### 抜粋
++++++++++

小熊研究会1

『<青年>の誕生―明治日本における政治的実践の転換』(木村直恵著)についての報告

総合政策学部4年 竹内俊介 79905270

  1. はじめに
  2. 『<青年>の誕生』に見られる研究手法に着目しながら読む。本書で、木村直恵は、特にブルデューの<実践>とシャルチエの<領有>などの概念を参考に、明治20年代初頭の政治的実践としての「青年」と「壮士」の姿を述べている。したがって、これらの考え方についても触れながら、読んでいく。

  3. 著者について
  4. 1971年生まれ。1995年度に修士論文として東京大学大学院総合文化研究科比較文学比較文化研究室に提出した論文『自由民権運動の終焉と「壮士」、「青年」、「少年」―明治20年代初頭における政治的主体の構築とその帰結に関する文化史的考察』を大幅に加筆修正したのがこの著書。もともとは日本近代文学の研究を志向。歴史研究の流行という潮流に影響を受けて、この論文を書く。現在、京都造形芸術大学講師。

  5. 著者の問題意識

明治20年代初頭、自由民権運動の終焉と同時に、その時に青年期を迎えていた人々の政治的志向が喪失されていったという傾向が指摘されている(内田義彦、色川大吉など)。当時、新しい世代として「青年」という言葉が流通し、その背反的な存在として「壮士」が提示された。しかし、それを民権運動的な存在としての「壮士」から、近代的な主体としての「青年」への推移として捉えてはならない。ここで行われていたのは、若者の間のヘゲモニー上の闘争であり、その闘争の中心にあったのが、「壮士/青年」だったのである。だから、彼らの壮士的(或いは青年的)服装、髪型、話し方などを実践(ブルデュー)として捉えるということになるのである。そして、それらを実践として捉えた時、政治的志向が喪失していった過程が浮かび上がる、と考えた。

4.本論

41.「青年」言説の誕生と徳富猪一郎

旧日本ノ老人漸ク去リテ新日本ノ少年将ニ来リ、東洋的ノ現像漸ク去リテ泰西的ノ現像将ニ来リ、

破壊的ノ時代漸ク去リテ建設的ノ時代将ニ来ラントス(『国民之友』一号)

※ここでは「青年」ではなくて、漢文の対句法上、老人の対比として「少年」となっている

◆明治10年代の終わり頃になって、自由民権運動の時代が終わり、未来に向かう新しい時代が始まるのだと述べる言説が、徳富猪一郎を主に現れるようになった。

◆「青年」言説の特徴

@未来志向、過去からの断絶…「旧日本」対「新日本」という二項対立は現在が中間地点だという認識を強制させた。

A青年の輪郭形成…「天保老人」で過去を描き、「壮士」で現在における旧日本の残党を描いた。

++++++++++

### 提供された記録
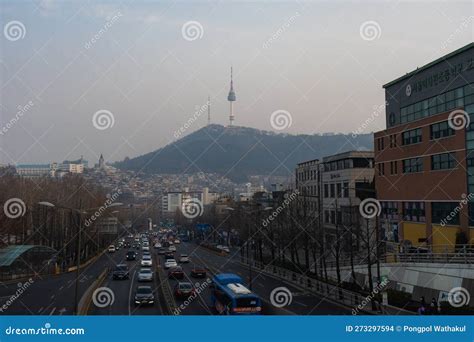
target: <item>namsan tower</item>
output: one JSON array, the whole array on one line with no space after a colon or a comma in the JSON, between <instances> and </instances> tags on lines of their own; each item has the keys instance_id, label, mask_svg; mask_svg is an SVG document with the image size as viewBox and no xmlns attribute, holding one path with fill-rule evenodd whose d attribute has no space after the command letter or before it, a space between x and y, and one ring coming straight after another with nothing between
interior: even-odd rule
<instances>
[{"instance_id":1,"label":"namsan tower","mask_svg":"<svg viewBox=\"0 0 474 342\"><path fill-rule=\"evenodd\" d=\"M230 102L230 114L229 114L229 126L234 125L234 101L236 100L235 91L234 91L234 80L232 75L232 67L230 67L230 90L229 95L227 95L227 101Z\"/></svg>"}]
</instances>

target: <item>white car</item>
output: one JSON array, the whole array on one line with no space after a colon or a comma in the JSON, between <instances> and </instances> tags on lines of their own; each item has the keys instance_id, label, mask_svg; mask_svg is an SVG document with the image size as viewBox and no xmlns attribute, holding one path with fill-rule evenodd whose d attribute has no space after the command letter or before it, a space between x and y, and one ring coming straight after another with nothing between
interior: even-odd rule
<instances>
[{"instance_id":1,"label":"white car","mask_svg":"<svg viewBox=\"0 0 474 342\"><path fill-rule=\"evenodd\" d=\"M170 267L177 267L178 263L174 259L168 259L165 261L165 270L167 270Z\"/></svg>"},{"instance_id":2,"label":"white car","mask_svg":"<svg viewBox=\"0 0 474 342\"><path fill-rule=\"evenodd\" d=\"M142 256L142 261L140 262L140 265L142 266L151 266L153 263L151 261L151 256L149 255L144 255Z\"/></svg>"},{"instance_id":3,"label":"white car","mask_svg":"<svg viewBox=\"0 0 474 342\"><path fill-rule=\"evenodd\" d=\"M181 254L181 256L179 257L179 262L181 264L187 264L188 262L190 262L190 260L186 254Z\"/></svg>"},{"instance_id":4,"label":"white car","mask_svg":"<svg viewBox=\"0 0 474 342\"><path fill-rule=\"evenodd\" d=\"M138 281L153 281L153 272L150 268L142 268L138 272Z\"/></svg>"}]
</instances>

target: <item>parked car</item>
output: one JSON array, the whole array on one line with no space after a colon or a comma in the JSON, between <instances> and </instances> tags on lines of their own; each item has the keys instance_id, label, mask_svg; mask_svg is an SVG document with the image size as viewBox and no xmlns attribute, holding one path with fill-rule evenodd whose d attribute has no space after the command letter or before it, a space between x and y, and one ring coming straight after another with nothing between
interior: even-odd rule
<instances>
[{"instance_id":1,"label":"parked car","mask_svg":"<svg viewBox=\"0 0 474 342\"><path fill-rule=\"evenodd\" d=\"M135 260L136 258L137 258L137 252L135 252L135 251L128 251L127 252L127 260L128 261Z\"/></svg>"},{"instance_id":2,"label":"parked car","mask_svg":"<svg viewBox=\"0 0 474 342\"><path fill-rule=\"evenodd\" d=\"M119 264L112 271L112 279L128 279L128 277L128 266L126 264Z\"/></svg>"},{"instance_id":3,"label":"parked car","mask_svg":"<svg viewBox=\"0 0 474 342\"><path fill-rule=\"evenodd\" d=\"M170 278L170 279L183 279L184 278L183 269L179 266L171 267L170 270L168 271L168 278Z\"/></svg>"},{"instance_id":4,"label":"parked car","mask_svg":"<svg viewBox=\"0 0 474 342\"><path fill-rule=\"evenodd\" d=\"M181 254L181 256L179 257L179 262L180 262L181 264L187 264L187 263L189 263L190 260L189 260L188 255L187 255L187 254Z\"/></svg>"},{"instance_id":5,"label":"parked car","mask_svg":"<svg viewBox=\"0 0 474 342\"><path fill-rule=\"evenodd\" d=\"M138 271L138 281L153 281L153 272L150 268L142 268Z\"/></svg>"},{"instance_id":6,"label":"parked car","mask_svg":"<svg viewBox=\"0 0 474 342\"><path fill-rule=\"evenodd\" d=\"M194 287L191 283L180 281L174 287L174 295L177 298L187 298L192 294L194 294Z\"/></svg>"},{"instance_id":7,"label":"parked car","mask_svg":"<svg viewBox=\"0 0 474 342\"><path fill-rule=\"evenodd\" d=\"M206 269L204 267L194 266L191 270L191 277L206 278Z\"/></svg>"},{"instance_id":8,"label":"parked car","mask_svg":"<svg viewBox=\"0 0 474 342\"><path fill-rule=\"evenodd\" d=\"M151 266L153 263L151 261L151 256L150 255L143 255L142 256L142 261L140 262L140 265L142 266Z\"/></svg>"},{"instance_id":9,"label":"parked car","mask_svg":"<svg viewBox=\"0 0 474 342\"><path fill-rule=\"evenodd\" d=\"M154 305L155 295L151 286L138 286L135 290L135 305Z\"/></svg>"},{"instance_id":10,"label":"parked car","mask_svg":"<svg viewBox=\"0 0 474 342\"><path fill-rule=\"evenodd\" d=\"M165 270L178 266L178 263L174 259L168 259L165 261Z\"/></svg>"}]
</instances>

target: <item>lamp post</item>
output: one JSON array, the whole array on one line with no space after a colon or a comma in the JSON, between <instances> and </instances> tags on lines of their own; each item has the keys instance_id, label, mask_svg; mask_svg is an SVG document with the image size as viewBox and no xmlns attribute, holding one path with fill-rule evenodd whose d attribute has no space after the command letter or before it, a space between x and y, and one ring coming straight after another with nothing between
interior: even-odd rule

++++++++++

### 課題
[1] 抜粋の中で「明治20年代初頭、自由民権運動の終焉と同時に」で始まる段落を、主な事実を残したまま箇条書きにまとめてください。
[2] 抜粋の最後の文に続けて、その先を書いてください。
記録は別の出典から取られたものです。

### 解答
[1]
・明治20年代初頭、自由民権運動の終焉と同時に、当時青年期を迎えていた人々の政治的志向が失われていったと指摘されている(内田義彦、色川大吉など)。
・当時、新しい世代を指す「青年」という言葉が流通し、その背反的な存在として「壮士」が示された。
・これを民権運動的な「壮士」から近代的な主体である「青年」への推移と捉えてはならない。
・実際には若者の間のヘゲモニー上の闘争が行われており、その中心にあったのが「壮士/青年」だった。
・そのため、彼らの服装、髪型、話し方などをブルデューのいう実践として捉える。
・実践として捉えると、政治的志向が失われていった過程が浮かび上がると考えた。

[2]
※言説分析のアプローチとして<領有>概念を利用

 

42.壮士

◆「壮士」言説の誕生

当時、民権運動を行っていた政治活動者たちを、『国民之友』は「壮士」と命名し、それを批判した。ところが『国民之友』によって提示された「壮士」を、自ら名乗りでてくる若者が多く登場し始める。そこでは「老年/壮年」と対比させて用いるなど、『国民之友』の意図が逆転させられる言説も出てきた。そして、その「壮士」的あり方は言説に回収されない実践として現れることになる。

※フーコーの「主体」論と、それに加えてブルデューの応用

◆壮士的実践

@運動会

「運動」から「士気(志気)」を経て国政へ、というスローガンの下、この「士気」を高めるために運動会を開催した。場所はできるだけ人目の多い道筋。内容はデモ行進を中心にスポーツ競技や酒宴などが組み合わされたものでパフォーマンス的な面が強い。

A悲憤慷慨

壮士たちの精神的内面を説明するのによく用いられた「悲憤慷慨」という言葉は漢文調のレトリックによる一つの表現。そこに内在的な意味は無く、漢文調の文体を使用すること(実践)自体に意味がある。さらにはその漢文を「吟し」、剣舞するということも行っていた。

B暴力

壮士が自らの利害と対立する者に「決闘」を申し込むことが大流行する。ただ、実際に決闘したわけではなく、些細な暴力沙汰で終わる。壮士は「暴力的」であると考えられることが重要だったのである。

◆壮士の拡大要因=メディア

壮士の運動への参加を可能としたのは、そこで必要とされる動作や身振りが誰によっても模倣・習得が可能なものであったから。そしてそれらの実践を全国に広めていくのに決定的な力を発揮したのが出版メディア。詩吟・剣舞のマニュアル本を出版したり、新聞や雑誌などが壮士を批判的にしろ肯定的にしろ議論したり、そういったことによってメディアは壮士のイメージを固定化し、ステレオタイプ化した。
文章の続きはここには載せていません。